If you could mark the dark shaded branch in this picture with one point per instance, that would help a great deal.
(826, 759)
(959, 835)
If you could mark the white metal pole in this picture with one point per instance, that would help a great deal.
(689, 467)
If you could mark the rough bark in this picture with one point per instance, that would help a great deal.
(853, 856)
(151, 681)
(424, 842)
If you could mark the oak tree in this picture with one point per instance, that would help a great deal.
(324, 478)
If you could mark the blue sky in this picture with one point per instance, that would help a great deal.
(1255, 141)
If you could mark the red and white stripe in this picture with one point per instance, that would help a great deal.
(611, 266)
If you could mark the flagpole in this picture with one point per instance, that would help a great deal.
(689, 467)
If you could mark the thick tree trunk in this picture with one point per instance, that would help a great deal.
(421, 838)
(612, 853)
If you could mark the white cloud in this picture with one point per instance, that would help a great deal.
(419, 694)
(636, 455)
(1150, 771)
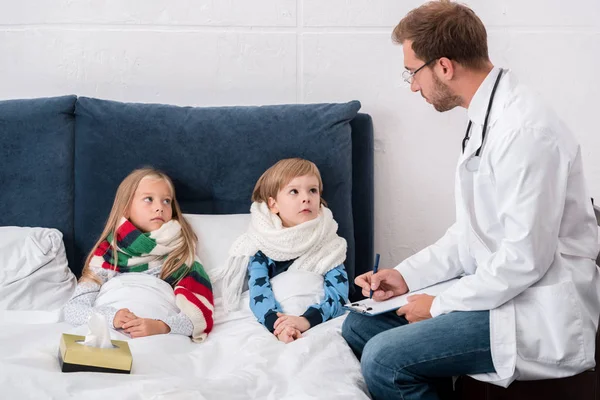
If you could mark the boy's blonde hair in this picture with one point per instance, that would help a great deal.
(183, 254)
(280, 174)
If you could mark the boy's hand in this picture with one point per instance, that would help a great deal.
(299, 323)
(289, 334)
(141, 327)
(122, 316)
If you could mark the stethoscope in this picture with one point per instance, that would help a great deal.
(473, 163)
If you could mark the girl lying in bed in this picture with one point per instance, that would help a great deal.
(146, 233)
(291, 228)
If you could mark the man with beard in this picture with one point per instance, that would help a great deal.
(524, 241)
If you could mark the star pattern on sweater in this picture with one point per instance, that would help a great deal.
(261, 258)
(260, 281)
(259, 299)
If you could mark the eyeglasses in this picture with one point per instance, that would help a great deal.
(409, 76)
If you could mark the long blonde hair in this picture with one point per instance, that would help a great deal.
(282, 173)
(184, 254)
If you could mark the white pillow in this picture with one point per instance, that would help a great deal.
(143, 294)
(216, 233)
(34, 273)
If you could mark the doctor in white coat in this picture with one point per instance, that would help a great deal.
(524, 240)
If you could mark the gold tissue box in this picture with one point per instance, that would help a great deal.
(74, 356)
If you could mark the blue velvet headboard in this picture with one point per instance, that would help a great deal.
(63, 158)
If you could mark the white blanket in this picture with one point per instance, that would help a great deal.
(239, 360)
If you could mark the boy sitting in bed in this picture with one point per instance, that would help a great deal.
(291, 229)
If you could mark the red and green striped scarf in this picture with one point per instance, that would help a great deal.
(138, 252)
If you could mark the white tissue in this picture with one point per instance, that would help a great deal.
(98, 332)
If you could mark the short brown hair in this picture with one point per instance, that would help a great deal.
(280, 174)
(445, 29)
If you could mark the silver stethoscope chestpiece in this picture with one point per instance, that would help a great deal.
(473, 163)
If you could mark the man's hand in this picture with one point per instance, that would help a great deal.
(299, 323)
(385, 284)
(122, 316)
(417, 309)
(289, 334)
(141, 327)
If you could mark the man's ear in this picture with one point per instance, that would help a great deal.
(273, 205)
(446, 68)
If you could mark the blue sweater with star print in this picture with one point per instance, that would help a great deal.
(264, 305)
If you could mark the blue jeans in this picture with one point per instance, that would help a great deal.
(411, 361)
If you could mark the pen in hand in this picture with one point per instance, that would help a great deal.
(375, 268)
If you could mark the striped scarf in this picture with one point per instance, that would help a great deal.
(138, 252)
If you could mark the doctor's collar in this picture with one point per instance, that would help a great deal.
(479, 102)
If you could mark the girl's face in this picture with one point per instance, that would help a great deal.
(151, 205)
(298, 201)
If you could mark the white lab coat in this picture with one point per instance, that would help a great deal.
(525, 238)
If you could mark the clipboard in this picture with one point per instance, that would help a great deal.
(371, 307)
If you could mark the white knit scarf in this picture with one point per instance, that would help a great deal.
(314, 245)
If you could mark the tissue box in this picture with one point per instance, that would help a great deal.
(74, 356)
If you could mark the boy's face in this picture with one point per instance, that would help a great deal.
(151, 205)
(298, 201)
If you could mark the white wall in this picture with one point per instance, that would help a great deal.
(226, 52)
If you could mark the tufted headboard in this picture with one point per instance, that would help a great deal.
(62, 159)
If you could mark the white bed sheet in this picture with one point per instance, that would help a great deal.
(239, 360)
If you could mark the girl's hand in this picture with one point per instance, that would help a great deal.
(299, 323)
(122, 316)
(141, 327)
(289, 334)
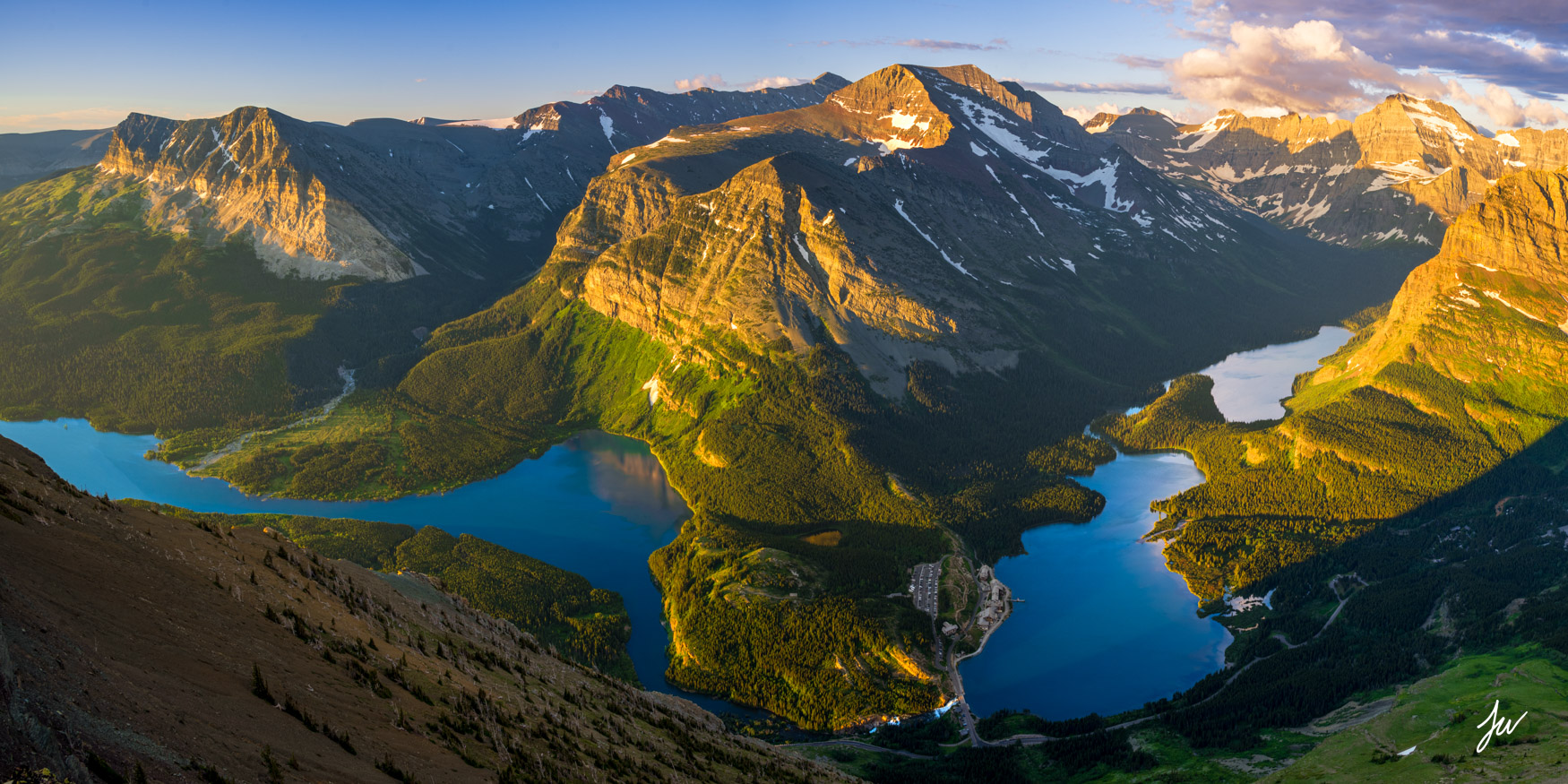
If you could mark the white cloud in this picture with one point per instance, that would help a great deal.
(1085, 113)
(717, 82)
(1311, 68)
(1305, 68)
(702, 81)
(773, 82)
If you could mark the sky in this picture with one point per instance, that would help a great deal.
(88, 63)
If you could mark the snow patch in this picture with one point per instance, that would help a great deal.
(897, 206)
(608, 129)
(1104, 176)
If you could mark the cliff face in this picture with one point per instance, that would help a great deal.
(389, 200)
(138, 640)
(915, 215)
(244, 171)
(1490, 307)
(1398, 173)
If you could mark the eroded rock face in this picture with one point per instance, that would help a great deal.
(240, 175)
(1490, 306)
(1399, 173)
(389, 200)
(915, 215)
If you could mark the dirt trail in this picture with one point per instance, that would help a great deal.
(322, 413)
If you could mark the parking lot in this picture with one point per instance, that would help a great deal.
(924, 587)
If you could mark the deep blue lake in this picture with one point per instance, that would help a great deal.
(1104, 626)
(596, 505)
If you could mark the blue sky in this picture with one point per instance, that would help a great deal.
(88, 63)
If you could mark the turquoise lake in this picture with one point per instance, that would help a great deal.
(1104, 626)
(596, 505)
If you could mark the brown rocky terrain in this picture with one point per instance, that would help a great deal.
(389, 200)
(1398, 173)
(142, 645)
(840, 221)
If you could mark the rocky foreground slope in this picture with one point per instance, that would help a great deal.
(1398, 173)
(142, 645)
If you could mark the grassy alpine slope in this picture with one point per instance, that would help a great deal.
(814, 347)
(138, 330)
(1465, 370)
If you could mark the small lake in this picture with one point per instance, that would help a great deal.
(1104, 626)
(596, 505)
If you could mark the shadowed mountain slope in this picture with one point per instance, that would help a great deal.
(1399, 173)
(194, 650)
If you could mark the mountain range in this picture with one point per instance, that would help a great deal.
(859, 323)
(1398, 173)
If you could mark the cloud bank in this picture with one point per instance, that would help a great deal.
(1314, 68)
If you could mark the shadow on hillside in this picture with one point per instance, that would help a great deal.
(1474, 570)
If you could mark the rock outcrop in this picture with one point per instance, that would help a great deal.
(1399, 173)
(915, 215)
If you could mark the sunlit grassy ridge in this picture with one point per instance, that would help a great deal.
(1465, 370)
(134, 328)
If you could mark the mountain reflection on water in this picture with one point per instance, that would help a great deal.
(629, 477)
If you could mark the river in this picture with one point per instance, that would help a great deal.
(1104, 626)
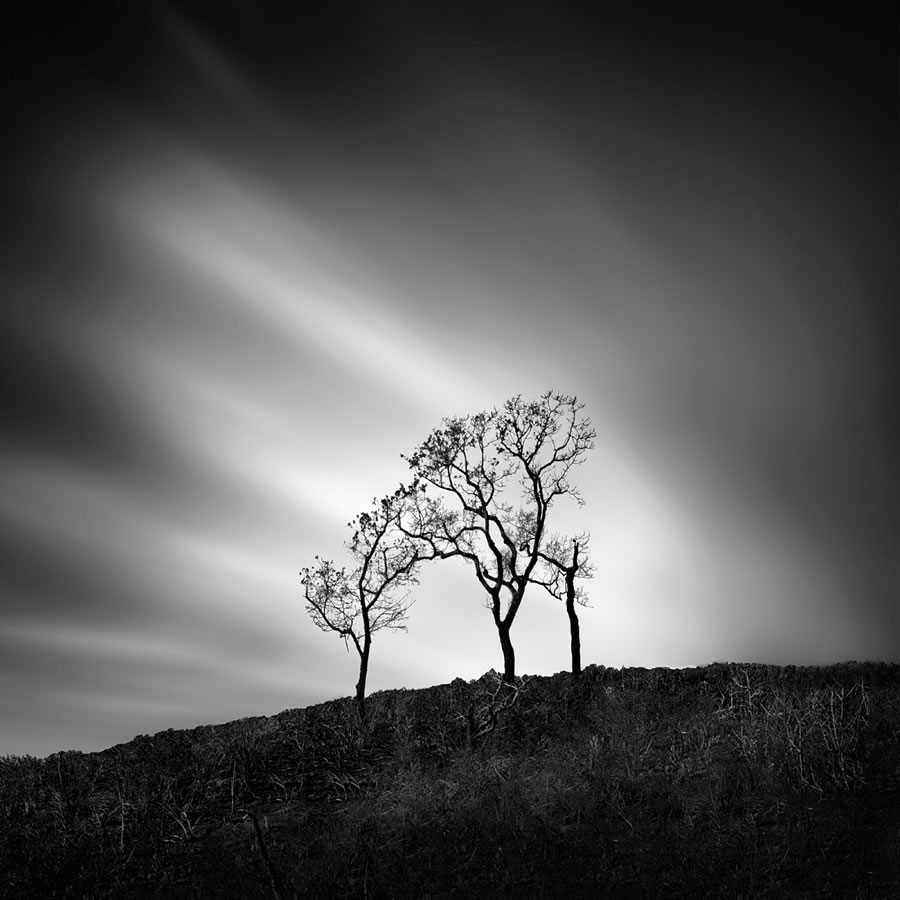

* [INSTRUCTIONS TO FOLLOW] Report how many lines of the items contain the word "headboard", with case taken into account. Give only the number.

* [REPLY TO THE TASK] 2